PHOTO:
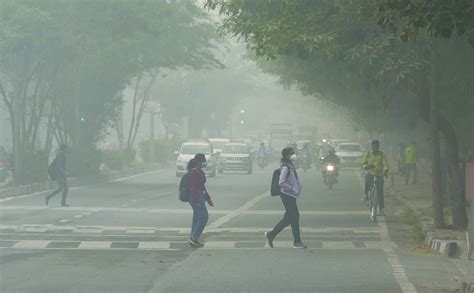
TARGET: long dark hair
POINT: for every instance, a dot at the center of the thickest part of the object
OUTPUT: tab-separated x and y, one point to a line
191	164
285	154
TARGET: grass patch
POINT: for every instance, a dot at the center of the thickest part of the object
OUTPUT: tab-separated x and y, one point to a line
416	230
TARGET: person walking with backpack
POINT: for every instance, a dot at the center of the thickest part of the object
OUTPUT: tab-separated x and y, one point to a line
410	162
290	189
58	168
198	196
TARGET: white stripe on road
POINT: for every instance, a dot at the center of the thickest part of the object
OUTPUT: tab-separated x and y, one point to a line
398	269
32	244
221	221
154	245
244	210
166	245
147	229
95	244
84	186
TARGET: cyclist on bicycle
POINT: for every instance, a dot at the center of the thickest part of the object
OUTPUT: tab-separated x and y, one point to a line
333	159
375	163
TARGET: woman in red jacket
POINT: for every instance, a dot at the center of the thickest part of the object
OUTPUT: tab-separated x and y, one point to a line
198	198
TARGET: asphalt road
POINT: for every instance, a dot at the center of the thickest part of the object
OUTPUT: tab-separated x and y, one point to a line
130	236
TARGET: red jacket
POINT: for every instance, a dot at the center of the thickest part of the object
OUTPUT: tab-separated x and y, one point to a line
197	181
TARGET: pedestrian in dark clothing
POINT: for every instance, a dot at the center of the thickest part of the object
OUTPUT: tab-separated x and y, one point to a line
197	198
290	192
60	176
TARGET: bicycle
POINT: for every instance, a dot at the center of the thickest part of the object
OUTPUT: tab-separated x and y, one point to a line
373	200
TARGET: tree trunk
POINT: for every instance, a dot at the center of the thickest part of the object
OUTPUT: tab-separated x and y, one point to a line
452	157
436	157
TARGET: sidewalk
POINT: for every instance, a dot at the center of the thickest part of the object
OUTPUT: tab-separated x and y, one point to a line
418	197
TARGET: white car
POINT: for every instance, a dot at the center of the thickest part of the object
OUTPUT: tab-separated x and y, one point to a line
350	154
187	152
236	157
218	144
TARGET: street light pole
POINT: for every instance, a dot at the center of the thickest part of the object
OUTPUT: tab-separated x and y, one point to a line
152	136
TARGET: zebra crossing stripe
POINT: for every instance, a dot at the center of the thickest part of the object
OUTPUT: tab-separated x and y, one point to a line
95	244
163	245
32	244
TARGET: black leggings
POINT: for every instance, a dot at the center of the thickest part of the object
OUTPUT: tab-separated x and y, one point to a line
369	179
292	217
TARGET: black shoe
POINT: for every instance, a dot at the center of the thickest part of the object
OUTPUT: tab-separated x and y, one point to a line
269	239
194	243
299	245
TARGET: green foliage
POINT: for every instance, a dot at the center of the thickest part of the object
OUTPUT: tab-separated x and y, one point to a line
83	161
439	18
164	150
36	167
71	60
118	159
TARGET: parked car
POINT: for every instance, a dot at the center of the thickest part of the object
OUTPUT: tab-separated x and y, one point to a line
236	156
218	144
350	154
189	149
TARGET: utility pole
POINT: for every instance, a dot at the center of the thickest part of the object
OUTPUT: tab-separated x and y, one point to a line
152	136
438	214
18	174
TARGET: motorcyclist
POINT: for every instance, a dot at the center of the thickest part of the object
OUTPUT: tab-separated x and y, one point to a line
333	159
375	163
262	152
306	154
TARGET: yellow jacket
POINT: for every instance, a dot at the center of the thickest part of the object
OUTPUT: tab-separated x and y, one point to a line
379	160
410	155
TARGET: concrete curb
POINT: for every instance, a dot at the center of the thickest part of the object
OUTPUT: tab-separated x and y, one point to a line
449	248
446	247
74	182
467	287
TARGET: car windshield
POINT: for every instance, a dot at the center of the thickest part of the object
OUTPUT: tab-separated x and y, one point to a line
236	149
349	148
192	149
218	144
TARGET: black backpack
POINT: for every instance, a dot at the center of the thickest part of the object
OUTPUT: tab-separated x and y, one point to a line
184	188
53	170
275	189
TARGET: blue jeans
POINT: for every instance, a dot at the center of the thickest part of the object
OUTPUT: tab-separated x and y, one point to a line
410	169
200	217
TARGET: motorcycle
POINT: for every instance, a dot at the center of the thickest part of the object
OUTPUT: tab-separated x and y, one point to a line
4	173
305	162
330	175
262	161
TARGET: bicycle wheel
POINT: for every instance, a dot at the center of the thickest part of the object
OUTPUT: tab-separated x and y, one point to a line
374	206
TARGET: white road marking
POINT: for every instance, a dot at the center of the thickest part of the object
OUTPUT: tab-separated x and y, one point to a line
398	269
31	244
154	245
84	186
221	221
95	244
50	227
166	245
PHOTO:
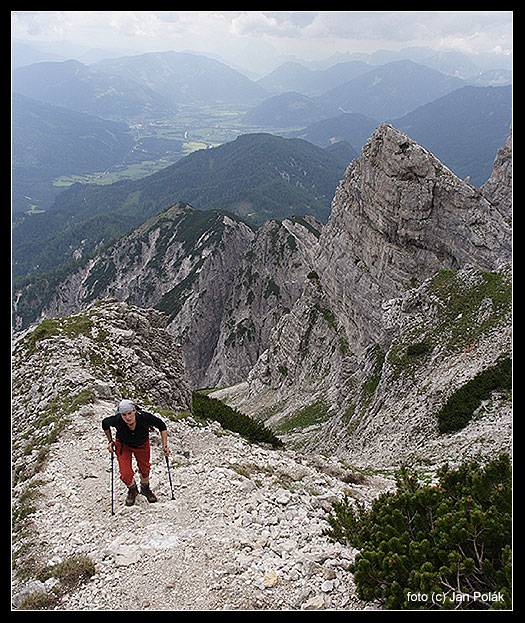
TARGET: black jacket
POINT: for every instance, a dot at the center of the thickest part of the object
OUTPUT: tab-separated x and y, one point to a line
140	434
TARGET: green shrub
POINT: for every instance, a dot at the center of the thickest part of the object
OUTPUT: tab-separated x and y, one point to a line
434	547
459	408
207	408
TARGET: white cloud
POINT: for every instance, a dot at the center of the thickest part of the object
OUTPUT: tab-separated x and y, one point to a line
310	34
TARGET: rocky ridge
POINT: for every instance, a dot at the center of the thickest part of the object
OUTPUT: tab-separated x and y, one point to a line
399	220
245	527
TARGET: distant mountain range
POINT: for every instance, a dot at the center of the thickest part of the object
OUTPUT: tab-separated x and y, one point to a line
72	85
257	176
390	90
49	141
464	128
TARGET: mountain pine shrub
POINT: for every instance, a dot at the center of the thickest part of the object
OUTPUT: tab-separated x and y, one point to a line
207	408
459	408
446	546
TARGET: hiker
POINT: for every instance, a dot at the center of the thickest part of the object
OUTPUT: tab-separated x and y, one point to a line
132	439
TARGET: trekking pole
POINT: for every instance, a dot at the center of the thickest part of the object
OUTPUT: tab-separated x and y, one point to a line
169	474
112	507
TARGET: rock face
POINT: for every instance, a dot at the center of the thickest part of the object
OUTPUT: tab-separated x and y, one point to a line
110	350
306	314
398	218
222	285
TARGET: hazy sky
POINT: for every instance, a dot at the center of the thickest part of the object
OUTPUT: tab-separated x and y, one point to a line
244	36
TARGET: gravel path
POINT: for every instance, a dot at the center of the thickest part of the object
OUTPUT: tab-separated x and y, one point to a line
244	532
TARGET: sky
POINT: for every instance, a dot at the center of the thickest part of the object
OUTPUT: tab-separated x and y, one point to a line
260	40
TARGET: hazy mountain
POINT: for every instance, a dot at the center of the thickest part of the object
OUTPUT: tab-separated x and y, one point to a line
71	84
391	90
257	176
296	77
464	129
287	110
49	141
184	77
352	127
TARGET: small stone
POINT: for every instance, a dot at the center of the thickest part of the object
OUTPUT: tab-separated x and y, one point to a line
327	586
315	603
270	579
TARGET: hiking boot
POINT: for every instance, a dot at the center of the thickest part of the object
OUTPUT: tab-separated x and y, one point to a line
132	494
145	490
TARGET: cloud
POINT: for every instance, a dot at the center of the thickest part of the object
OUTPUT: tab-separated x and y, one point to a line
308	33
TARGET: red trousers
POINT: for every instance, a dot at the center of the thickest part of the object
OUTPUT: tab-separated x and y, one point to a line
124	455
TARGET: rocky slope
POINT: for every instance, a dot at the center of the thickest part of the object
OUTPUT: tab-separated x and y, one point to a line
245	527
398	218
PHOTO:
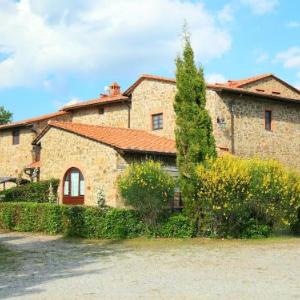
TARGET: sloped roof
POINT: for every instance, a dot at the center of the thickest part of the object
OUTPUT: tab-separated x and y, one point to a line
245	81
234	86
33	120
95	102
129	140
149	77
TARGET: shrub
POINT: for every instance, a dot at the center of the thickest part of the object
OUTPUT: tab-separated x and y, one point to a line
32	217
31	192
232	191
147	188
73	221
177	226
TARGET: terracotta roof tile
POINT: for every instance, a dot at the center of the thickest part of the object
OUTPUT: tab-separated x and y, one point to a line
33	120
242	82
36	164
121	138
102	100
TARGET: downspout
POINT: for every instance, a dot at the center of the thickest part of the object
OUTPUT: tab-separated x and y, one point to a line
232	103
232	121
129	115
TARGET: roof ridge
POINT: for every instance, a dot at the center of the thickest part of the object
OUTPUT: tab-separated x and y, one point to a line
244	81
34	119
51	122
119	138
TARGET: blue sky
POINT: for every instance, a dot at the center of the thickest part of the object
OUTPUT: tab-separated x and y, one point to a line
54	52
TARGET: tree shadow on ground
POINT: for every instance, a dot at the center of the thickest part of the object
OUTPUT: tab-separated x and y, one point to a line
28	261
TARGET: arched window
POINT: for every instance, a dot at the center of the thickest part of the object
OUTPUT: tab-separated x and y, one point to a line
73	187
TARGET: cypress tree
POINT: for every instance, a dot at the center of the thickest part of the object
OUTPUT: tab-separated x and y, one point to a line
194	134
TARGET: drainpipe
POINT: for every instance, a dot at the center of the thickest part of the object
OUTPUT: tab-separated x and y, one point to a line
232	116
129	110
231	108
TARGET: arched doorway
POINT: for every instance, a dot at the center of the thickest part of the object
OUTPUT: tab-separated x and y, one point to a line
73	187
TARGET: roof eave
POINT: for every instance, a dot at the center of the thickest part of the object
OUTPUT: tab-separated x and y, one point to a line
254	94
108	102
173	154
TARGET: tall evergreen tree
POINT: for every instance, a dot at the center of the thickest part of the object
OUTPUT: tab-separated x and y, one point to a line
5	116
194	137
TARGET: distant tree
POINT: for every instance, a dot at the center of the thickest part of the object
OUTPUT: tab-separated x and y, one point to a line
194	133
5	116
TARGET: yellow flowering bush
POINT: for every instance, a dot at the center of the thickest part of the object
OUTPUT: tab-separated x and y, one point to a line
243	197
147	188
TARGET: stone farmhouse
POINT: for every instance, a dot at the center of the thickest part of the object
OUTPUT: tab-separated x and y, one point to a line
87	145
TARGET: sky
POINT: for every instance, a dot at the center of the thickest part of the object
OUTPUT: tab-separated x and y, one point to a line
54	52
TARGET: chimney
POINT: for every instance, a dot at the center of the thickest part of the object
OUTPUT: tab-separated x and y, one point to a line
114	89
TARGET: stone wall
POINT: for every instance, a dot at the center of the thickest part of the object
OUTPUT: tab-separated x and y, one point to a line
249	137
13	158
152	97
270	85
156	97
281	143
98	163
113	115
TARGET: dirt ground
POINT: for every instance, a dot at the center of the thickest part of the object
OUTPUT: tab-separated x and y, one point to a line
44	267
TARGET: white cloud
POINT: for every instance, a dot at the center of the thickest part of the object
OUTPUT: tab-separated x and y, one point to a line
51	38
261	56
215	78
293	24
226	14
290	58
261	7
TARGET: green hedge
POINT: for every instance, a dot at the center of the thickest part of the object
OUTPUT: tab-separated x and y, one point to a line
35	191
76	221
87	222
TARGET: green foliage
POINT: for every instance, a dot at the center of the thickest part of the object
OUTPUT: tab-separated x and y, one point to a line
235	197
147	188
253	230
72	221
5	116
31	217
194	133
177	226
33	192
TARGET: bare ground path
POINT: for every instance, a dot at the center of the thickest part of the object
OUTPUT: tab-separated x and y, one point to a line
43	267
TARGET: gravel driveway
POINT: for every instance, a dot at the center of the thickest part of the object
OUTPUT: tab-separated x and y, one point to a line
43	267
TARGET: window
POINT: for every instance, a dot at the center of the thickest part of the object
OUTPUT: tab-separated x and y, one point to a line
16	137
268	120
157	121
74	183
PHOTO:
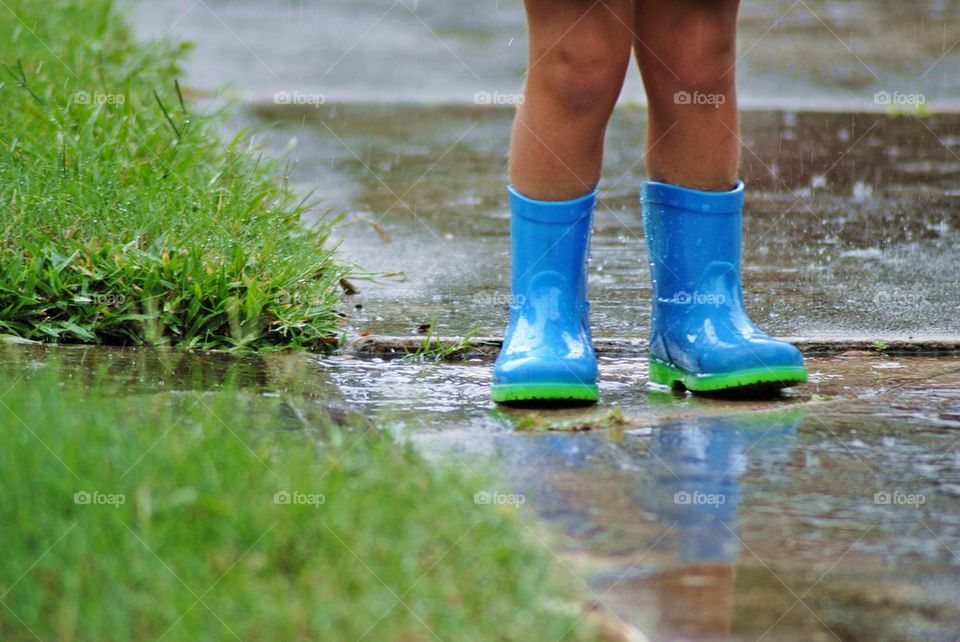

--------------------------------

WHAT TO DO: Starting with the first line of the material, print each line exactly until you have printed the line with "TARGET: white stripe on road", and skip the pictures.

YOUR SOLUTION:
PHOTO:
TARGET: long dark hair
POINT: for every instance, a dot at the center of the thickest part of the object
OUTPUT: tab-separated x and y, one point to a line
191	164
285	154
TARGET: grass patch
POINT: for every instance, a dot at the center of the thickest part of the object
OUTPUT: tab-separated x and y, one point to a line
416	230
TARGET: person walking with backpack
POINT: for every instance, a dot at the center of the thickest part of the object
OUTPUT: tab-separated x and y, one point to a line
410	162
290	189
58	168
198	196
TARGET: white stripe on road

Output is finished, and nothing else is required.